#### Required action
Look through the records that follow. Copy every line containing the word "foliage".

Source data:
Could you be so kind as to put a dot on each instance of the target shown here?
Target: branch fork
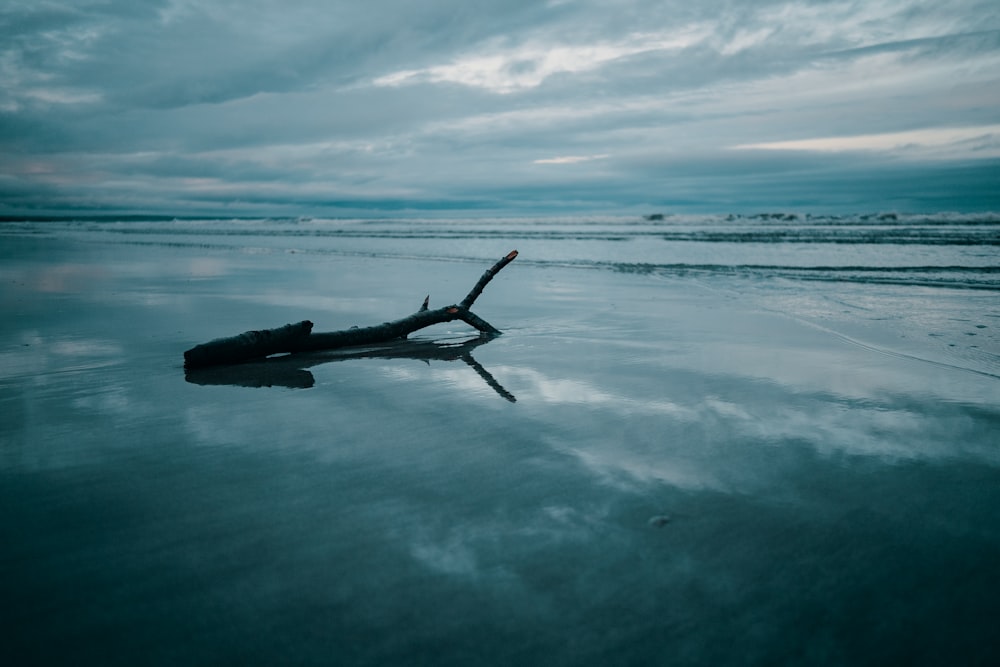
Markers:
(299, 337)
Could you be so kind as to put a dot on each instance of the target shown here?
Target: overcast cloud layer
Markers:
(320, 107)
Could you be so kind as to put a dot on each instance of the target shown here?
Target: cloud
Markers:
(981, 139)
(185, 106)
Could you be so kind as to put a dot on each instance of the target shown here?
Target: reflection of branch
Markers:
(489, 379)
(291, 370)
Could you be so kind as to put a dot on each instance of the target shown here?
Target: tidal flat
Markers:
(645, 468)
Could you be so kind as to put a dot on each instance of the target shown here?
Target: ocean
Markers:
(701, 440)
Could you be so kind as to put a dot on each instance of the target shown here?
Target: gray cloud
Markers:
(190, 107)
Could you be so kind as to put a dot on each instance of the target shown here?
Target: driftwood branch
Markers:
(292, 371)
(300, 338)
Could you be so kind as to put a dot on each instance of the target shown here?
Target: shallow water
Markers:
(695, 468)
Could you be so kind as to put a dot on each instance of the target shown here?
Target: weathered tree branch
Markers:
(299, 337)
(291, 371)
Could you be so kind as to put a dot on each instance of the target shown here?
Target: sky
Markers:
(520, 107)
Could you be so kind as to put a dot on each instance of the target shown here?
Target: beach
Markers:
(676, 452)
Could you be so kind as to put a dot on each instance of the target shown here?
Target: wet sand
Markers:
(639, 471)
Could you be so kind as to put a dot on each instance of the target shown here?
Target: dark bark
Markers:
(298, 337)
(292, 371)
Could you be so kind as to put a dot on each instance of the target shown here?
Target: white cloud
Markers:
(571, 159)
(507, 70)
(972, 138)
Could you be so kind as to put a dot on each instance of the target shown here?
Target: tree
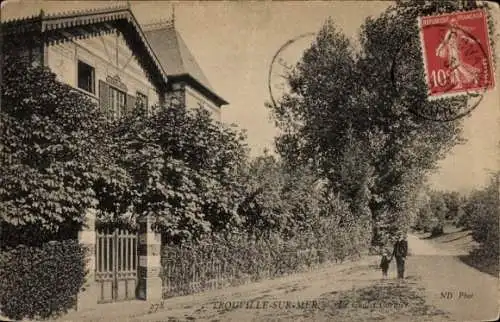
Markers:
(343, 101)
(51, 154)
(184, 168)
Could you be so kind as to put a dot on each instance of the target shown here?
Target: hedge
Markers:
(41, 282)
(232, 260)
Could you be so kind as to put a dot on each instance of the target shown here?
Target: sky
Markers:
(234, 43)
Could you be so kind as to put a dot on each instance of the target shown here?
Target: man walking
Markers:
(400, 252)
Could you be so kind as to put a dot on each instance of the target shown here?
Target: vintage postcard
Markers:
(249, 161)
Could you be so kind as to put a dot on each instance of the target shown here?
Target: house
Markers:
(108, 56)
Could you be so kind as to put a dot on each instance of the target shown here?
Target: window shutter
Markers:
(104, 97)
(130, 104)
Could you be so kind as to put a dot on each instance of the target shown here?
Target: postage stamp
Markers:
(457, 53)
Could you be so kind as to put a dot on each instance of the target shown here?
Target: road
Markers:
(447, 286)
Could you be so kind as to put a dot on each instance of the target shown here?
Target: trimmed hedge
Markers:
(41, 282)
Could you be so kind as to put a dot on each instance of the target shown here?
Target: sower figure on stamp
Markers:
(400, 252)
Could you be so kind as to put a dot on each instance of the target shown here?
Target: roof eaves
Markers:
(59, 20)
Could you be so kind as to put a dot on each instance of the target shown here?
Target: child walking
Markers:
(384, 263)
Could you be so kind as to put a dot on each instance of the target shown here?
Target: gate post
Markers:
(150, 282)
(87, 236)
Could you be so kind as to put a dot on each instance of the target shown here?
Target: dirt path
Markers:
(466, 293)
(332, 292)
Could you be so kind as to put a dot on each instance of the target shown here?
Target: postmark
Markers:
(456, 61)
(456, 53)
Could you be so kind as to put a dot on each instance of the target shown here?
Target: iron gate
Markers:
(116, 264)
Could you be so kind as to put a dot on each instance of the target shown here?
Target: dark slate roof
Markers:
(177, 59)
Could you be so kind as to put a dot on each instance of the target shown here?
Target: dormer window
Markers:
(86, 79)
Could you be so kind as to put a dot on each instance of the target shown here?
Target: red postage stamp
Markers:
(457, 53)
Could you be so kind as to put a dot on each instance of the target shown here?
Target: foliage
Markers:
(234, 258)
(328, 116)
(50, 139)
(483, 214)
(40, 282)
(184, 168)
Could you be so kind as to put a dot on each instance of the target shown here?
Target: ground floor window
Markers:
(117, 102)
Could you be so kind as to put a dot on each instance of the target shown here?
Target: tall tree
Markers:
(345, 110)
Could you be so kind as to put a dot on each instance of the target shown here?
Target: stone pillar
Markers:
(150, 282)
(87, 236)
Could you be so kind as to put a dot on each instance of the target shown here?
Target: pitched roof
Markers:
(61, 20)
(177, 59)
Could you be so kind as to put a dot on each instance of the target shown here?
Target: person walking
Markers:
(400, 252)
(384, 262)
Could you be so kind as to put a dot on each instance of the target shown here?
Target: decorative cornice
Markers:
(159, 24)
(48, 22)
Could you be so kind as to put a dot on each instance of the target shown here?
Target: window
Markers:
(142, 102)
(117, 103)
(86, 77)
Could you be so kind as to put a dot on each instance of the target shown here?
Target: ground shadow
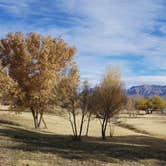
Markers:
(131, 148)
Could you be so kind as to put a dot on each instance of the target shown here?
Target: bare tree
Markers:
(110, 98)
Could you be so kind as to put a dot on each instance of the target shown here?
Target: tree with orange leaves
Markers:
(34, 64)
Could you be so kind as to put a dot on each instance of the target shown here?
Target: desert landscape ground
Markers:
(136, 141)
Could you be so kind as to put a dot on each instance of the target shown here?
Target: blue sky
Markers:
(129, 34)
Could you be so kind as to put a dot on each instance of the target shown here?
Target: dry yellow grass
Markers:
(21, 145)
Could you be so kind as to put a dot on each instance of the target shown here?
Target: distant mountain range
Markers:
(147, 91)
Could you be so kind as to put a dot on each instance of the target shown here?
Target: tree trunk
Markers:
(87, 129)
(104, 126)
(45, 126)
(35, 118)
(81, 125)
(41, 116)
(72, 126)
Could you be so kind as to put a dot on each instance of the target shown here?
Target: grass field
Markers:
(137, 141)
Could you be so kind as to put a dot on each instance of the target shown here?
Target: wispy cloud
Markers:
(131, 34)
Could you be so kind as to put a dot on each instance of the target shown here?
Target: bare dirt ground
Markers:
(137, 141)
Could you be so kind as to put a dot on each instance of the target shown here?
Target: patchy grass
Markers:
(23, 146)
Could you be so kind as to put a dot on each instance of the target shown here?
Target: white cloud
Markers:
(139, 80)
(101, 28)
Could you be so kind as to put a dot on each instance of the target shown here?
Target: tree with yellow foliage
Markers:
(34, 64)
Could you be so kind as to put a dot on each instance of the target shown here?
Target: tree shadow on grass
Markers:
(129, 148)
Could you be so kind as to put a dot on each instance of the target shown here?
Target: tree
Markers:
(158, 103)
(67, 96)
(110, 98)
(150, 104)
(141, 104)
(34, 63)
(85, 105)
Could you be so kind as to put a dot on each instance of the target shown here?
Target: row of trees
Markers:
(39, 72)
(149, 105)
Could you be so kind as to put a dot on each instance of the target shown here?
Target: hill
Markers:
(147, 91)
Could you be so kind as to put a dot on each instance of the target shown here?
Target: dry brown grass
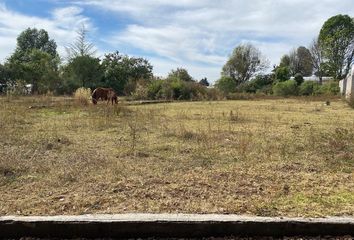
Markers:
(273, 157)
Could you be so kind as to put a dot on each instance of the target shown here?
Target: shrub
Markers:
(308, 88)
(286, 88)
(140, 93)
(154, 89)
(299, 79)
(351, 101)
(226, 84)
(82, 96)
(17, 89)
(260, 84)
(282, 74)
(329, 88)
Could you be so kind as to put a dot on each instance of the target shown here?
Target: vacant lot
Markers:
(268, 157)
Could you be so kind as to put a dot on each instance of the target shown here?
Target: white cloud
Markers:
(61, 26)
(195, 34)
(203, 32)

#### Output for this task
Target: foliage
Target: tree with yellow foliage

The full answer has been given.